We don't know the origins of it,

and then she died.

And it affected him profoundly.

- He went to her cemetery
at night

and kept a vigil at her grave.

- I can't imagine that he had
a profound love relationship

with Jane Stanard,

but he made it into something
which had emotional,

romantic, and literary potential

that could be exploited.

- "Helen, thy beauty is to me
like those Nicéan barks of yore,

that gently,
o'er a perfumed sea,

the weary,
way-worn wanderer bore

to his own native shore."

- Some years later, Poe said
that he wrote the poem

"To Helen" thinking of her.

- Thy hyacinth hair,
thy classic face,

thy Naiad airs
have brought me home

to the glory that was Greece,

and the grandeur that was Rome.

- Young Edgar was not alone
in his experiences of loss.

Early 19th-century America
had a mortality rate

more than three times
that of today.

- You could have someone who was
in apparently good health

carried away very quickly
and very tragically.

You could also have someone,
because of TB,

slowly dying away.

And childbirth was another
great cause of mortality.

♪♪

- Very elaborate cemeteries

were just becoming popular
in America at the time.

- This was a great age of
funereal sculpture and mementos.

While it sometimes seems odd
to 21st-century readers

that Poe was always
writing about death and dying,

it's not at all unusual
if you think about

what he was witnessing
in the 1820s and 1830s

when he was surrounded
by this culture of death.

- And so, being young
and dipped in folly,

I fell in love with melancholy

and used to throw
my earthly rest

and quiet all the way in jest.

I could not love

except where Death was mingling
his with Beauty's breath.

♪♪

- In 1826, John Allan agreed
to send 17-year-old Edgar

to the brand-new
University of Virginia.

It was his first step
toward the creative life

he's beginning to imagine
for himself.

- He would evince his versatile
talents by sketching

fantastic and grotesque figures
with such artistic skill,

as to leave us all in doubt
whether in afterlife

Poe would be painter or poet.

- It's the archetypal
college experience.

He's in a dorm.

It's kind of a crazy situation,
lots of fights going on,

but he's also allowed to excel
in these classes,

especially language classes.

He's also able to now
spend lots of time reading,

and, in fact, his father
started complaining,

"You're spending
all your time doing things

like reading 'Don Quixote.'

What are you doing?"

- Unfortunately, John Allan
did not pay Poe's fees.

→ **Given task 1**: Return each line of the rows that contains the string "dense".
The transcript excerpt about Poe and the rows that follow it are unrelated.

→ **Data for this task**:
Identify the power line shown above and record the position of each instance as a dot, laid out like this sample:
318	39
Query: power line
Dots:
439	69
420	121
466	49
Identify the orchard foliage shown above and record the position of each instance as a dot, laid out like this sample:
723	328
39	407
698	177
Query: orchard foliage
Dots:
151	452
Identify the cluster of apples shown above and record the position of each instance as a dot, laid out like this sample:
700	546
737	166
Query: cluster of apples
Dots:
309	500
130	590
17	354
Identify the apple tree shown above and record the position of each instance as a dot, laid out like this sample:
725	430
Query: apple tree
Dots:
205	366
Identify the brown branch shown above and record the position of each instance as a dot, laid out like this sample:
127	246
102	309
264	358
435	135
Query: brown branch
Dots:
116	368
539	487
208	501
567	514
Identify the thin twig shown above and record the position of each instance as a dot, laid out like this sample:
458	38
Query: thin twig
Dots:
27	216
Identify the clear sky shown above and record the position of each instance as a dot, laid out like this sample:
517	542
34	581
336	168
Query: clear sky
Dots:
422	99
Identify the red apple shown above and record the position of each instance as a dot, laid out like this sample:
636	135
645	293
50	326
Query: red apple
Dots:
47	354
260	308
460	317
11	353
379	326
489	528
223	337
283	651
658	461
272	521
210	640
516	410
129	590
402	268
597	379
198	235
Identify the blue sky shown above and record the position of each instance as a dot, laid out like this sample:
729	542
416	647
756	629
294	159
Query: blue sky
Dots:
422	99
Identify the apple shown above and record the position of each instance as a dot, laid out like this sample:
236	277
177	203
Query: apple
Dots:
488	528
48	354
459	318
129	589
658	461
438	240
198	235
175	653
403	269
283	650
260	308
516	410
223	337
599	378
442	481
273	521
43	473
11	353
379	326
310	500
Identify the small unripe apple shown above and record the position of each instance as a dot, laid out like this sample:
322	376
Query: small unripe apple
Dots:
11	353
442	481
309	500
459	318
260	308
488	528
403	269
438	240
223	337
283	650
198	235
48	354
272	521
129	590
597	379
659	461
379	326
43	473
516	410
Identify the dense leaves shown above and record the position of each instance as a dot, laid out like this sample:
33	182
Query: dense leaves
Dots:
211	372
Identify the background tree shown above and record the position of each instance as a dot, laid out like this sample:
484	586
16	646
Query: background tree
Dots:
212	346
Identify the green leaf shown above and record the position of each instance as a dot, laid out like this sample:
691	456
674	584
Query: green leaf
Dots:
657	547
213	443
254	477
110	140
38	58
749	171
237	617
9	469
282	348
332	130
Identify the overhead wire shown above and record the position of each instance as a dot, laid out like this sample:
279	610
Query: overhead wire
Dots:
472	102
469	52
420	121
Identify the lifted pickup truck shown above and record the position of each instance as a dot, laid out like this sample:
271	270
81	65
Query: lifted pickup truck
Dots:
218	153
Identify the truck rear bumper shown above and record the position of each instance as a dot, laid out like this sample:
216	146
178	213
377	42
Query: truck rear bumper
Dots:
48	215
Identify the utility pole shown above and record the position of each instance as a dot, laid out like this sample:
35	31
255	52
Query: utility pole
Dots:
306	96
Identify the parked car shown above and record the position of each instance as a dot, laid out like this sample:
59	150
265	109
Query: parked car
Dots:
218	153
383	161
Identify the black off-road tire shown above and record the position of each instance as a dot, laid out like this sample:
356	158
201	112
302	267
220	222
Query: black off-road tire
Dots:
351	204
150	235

→ **Given task 2**: Translate this sentence from the transcript excerpt about Poe into Spanish: "In 1826, John Allan agreed to send 17-year-old Edgar to the brand-new University of Virginia."

→ **Final answer 1**:
Identify the dense leaves shown above and record the position of each instance as a dot, laid out like this sample:
Query: dense leaves

→ **Final answer 2**: En 1826, John Allan accedió a enviar a Edgar, de 17 años, a la recién fundada Universidad de Virginia.